TASK INSTRUCTIONS | Make an exact copy of the entries, and keep any pictures out of it.

Start of ENTRIES SUPPLIED

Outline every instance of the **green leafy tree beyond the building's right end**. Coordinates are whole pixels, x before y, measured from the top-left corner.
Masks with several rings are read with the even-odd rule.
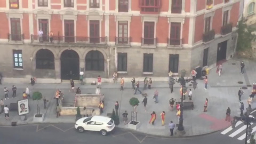
[[[251,42],[255,39],[255,35],[252,34],[254,30],[254,28],[247,26],[243,20],[238,22],[237,51],[247,51],[252,49]]]

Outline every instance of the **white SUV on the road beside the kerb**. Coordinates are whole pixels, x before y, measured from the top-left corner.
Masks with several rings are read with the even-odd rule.
[[[115,128],[114,121],[105,116],[83,117],[76,121],[75,128],[79,132],[99,131],[102,135],[111,132]]]

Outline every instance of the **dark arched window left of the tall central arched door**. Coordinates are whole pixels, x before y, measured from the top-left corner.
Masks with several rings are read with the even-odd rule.
[[[54,55],[50,50],[41,49],[37,51],[36,69],[55,69]]]

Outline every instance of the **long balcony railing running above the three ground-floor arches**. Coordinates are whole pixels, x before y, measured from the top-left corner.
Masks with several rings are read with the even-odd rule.
[[[47,41],[47,39],[49,40]],[[107,44],[106,40],[107,40],[107,37],[53,36],[52,38],[50,38],[49,36],[31,35],[31,43],[54,43],[54,44],[74,43],[74,44],[106,45]]]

End of ENTRIES SUPPLIED

OUTPUT OF THE EXERCISE |
Outline every instance of the **green leafy tree beyond the building's right end**. Coordinates are whole pixels, x before y, measured from the top-left corner.
Masks with several rings are read with the even-odd rule.
[[[251,42],[255,39],[255,35],[252,34],[254,30],[254,28],[247,26],[243,20],[238,22],[237,51],[247,51],[252,49]]]

Outline every instance of the **white SUV on the road beside the kerb**. Coordinates are whole pixels, x before y, measured from the top-left corner.
Masks with several rings are read with the even-odd rule.
[[[115,128],[114,121],[105,116],[83,117],[76,121],[75,128],[79,132],[99,131],[102,135],[111,132]]]

Outline every instance of the **dark arched window left of the tall central arched door**. Coordinates are whole pixels, x before y, measured from the top-left corner.
Masks with several rings are read with the even-odd rule.
[[[54,55],[50,50],[41,49],[37,51],[36,69],[55,69]]]

Outline every instance of the **long balcony railing running above the three ground-floor arches**. Coordinates are whole pixels, x before y, measured from the top-left corner.
Masks with several rings are read with the even-odd rule.
[[[47,41],[47,39],[49,40]],[[107,44],[106,40],[107,40],[107,37],[53,36],[52,38],[50,38],[49,36],[31,35],[31,43],[54,43],[54,44],[74,43],[74,44],[106,45]]]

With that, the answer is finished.